- **Task prompt**
Turn every line of the listing below into a Markdown table with the columns Row and Line. Number each row and leave out any blank lines.

- **Data shown**
★ ★ ★ ★ ★ ★ ★

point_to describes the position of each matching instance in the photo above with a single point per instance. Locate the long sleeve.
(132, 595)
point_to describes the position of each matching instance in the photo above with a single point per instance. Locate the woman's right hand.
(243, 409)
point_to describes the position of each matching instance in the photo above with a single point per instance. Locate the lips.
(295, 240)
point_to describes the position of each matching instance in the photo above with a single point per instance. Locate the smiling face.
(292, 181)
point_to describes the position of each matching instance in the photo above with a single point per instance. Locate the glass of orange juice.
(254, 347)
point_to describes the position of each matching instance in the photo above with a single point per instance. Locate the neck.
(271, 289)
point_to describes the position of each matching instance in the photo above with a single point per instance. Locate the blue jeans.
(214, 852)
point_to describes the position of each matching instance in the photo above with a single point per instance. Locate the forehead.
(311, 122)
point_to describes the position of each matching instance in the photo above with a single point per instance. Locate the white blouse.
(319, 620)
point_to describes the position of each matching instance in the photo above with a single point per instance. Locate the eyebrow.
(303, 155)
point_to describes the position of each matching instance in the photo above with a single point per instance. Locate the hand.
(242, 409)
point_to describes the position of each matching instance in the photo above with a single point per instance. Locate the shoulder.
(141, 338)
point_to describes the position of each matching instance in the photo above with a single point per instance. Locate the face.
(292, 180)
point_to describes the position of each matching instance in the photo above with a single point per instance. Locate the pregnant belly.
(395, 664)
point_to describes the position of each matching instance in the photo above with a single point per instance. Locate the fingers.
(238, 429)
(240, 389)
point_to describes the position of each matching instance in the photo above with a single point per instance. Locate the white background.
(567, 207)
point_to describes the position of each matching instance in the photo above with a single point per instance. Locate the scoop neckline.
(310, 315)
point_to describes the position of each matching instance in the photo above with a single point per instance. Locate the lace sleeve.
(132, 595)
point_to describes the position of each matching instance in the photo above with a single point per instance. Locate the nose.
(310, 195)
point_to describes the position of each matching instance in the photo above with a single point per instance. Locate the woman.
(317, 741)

★ ★ ★ ★ ★ ★ ★

- **Completed exercise**
| Row | Line |
|---|---|
| 1 | point_to describes the position of each matching instance in the photo above with a single point per instance. Locate the long sleeve. |
| 2 | (132, 595) |
| 3 | point_to describes the position of each matching instance in the photo above with a single point per instance. Locate the woman's right hand. |
| 4 | (243, 409) |
| 5 | point_to describes the position of each matching instance in the photo above with a single point per instance. Locate the lips. |
| 6 | (295, 240) |
| 7 | point_to describes the position of each matching instance in the photo above with a single point per instance. Locate the smiling face. |
| 8 | (292, 181) |
| 9 | point_to describes the position of each matching instance in the photo above with a single point per instance. Locate the glass of orange juice. |
| 10 | (254, 347) |
| 11 | point_to describes the position of each matching instance in the photo above with a single point per instance. Locate the neck. |
| 12 | (271, 289) |
| 13 | point_to describes the position of each matching instance in the photo above with a single point per instance. Locate the blue jeans. |
| 14 | (214, 852) |
| 15 | point_to describes the position of each matching instance in the photo above with a single point per instance. Locate the forehead. |
| 16 | (311, 122) |
| 17 | point_to describes the position of each matching instance in the photo above with a single point per instance. Locate the white blouse. |
| 18 | (319, 620) |
| 19 | point_to describes the position of each matching instance in the photo above with a single point per instance. Locate the eyebrow. |
| 20 | (303, 155) |
| 21 | point_to describes the position of each matching instance in the photo above with a single point per instance. Locate the hand. |
| 22 | (242, 409) |
| 23 | point_to describes the position of each matching instance in the photo above with a single point per instance. Locate the shoulder. |
| 24 | (141, 338) |
| 25 | point_to describes the position of each matching instance in the photo above with a single point per instance. Locate the face. |
| 26 | (292, 180) |
| 27 | point_to describes the position of each matching instance in the photo above with a single point per instance. Locate the pregnant belly. |
| 28 | (395, 664) |
| 29 | point_to describes the position of each matching instance in the photo above with a single point per instance. Locate the fingers. |
| 30 | (238, 429) |
| 31 | (240, 389) |
| 32 | point_to describes the position of each matching instance in the photo above with a single point per instance. Locate the white background. |
| 33 | (567, 207) |
| 34 | point_to describes the position of each matching instance in the photo above with a single point per instance. Locate the scoop neckline. |
| 35 | (310, 315) |
| 36 | point_to describes the position of each matching instance in the photo above with a single point per instance. Locate the lace sleeve. |
| 37 | (132, 595) |
| 38 | point_to describes the position of each matching instance in the photo above with a single point per instance. Locate the nose. |
| 39 | (310, 195) |
| 40 | point_to describes the position of each matching instance in the photo above with a single point per instance. Locate the woman. |
| 41 | (317, 741) |